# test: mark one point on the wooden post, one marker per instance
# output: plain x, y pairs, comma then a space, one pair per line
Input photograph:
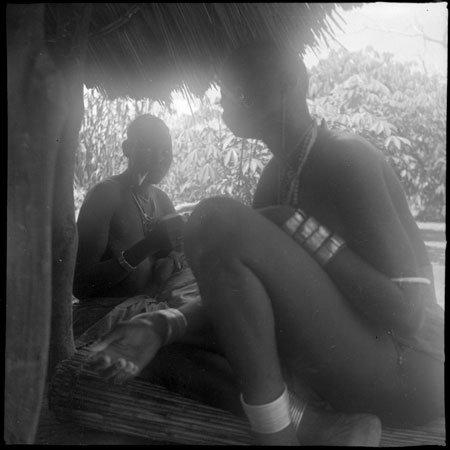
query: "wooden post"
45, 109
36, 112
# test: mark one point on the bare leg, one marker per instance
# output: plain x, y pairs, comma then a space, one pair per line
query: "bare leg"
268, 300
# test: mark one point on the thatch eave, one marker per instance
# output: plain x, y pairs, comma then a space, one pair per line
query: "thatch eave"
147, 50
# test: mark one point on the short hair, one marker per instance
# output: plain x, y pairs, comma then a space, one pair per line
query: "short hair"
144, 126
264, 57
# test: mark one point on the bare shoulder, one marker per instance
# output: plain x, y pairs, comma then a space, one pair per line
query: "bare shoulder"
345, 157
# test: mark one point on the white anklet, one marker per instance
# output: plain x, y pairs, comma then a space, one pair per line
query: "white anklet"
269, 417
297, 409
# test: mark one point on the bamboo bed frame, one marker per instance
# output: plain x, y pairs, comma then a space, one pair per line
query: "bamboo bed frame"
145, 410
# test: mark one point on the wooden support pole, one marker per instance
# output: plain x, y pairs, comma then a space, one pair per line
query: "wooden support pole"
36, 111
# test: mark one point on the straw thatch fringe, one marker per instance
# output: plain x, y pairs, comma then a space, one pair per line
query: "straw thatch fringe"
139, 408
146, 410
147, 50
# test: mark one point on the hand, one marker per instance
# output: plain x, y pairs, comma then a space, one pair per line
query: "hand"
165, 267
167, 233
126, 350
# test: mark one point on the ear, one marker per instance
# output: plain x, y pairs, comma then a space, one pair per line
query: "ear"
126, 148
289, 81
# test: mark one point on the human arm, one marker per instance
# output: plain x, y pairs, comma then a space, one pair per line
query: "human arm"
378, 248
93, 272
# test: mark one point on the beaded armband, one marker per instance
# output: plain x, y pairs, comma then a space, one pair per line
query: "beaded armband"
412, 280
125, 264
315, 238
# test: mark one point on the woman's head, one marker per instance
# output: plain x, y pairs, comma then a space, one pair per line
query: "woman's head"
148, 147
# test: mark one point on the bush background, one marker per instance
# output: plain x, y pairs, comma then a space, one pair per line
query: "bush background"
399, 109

----------------

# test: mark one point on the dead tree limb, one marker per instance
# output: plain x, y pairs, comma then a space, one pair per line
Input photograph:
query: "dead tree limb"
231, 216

----------------

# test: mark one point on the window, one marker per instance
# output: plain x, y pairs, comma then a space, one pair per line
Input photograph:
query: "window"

----------------

Collect every row above that contains the word "limb", treating uppercase and lowercase as different. Copy each such row in full.

* Result of this task
# test: mark one point on the dead tree limb, one marker per instance
query: "dead tree limb"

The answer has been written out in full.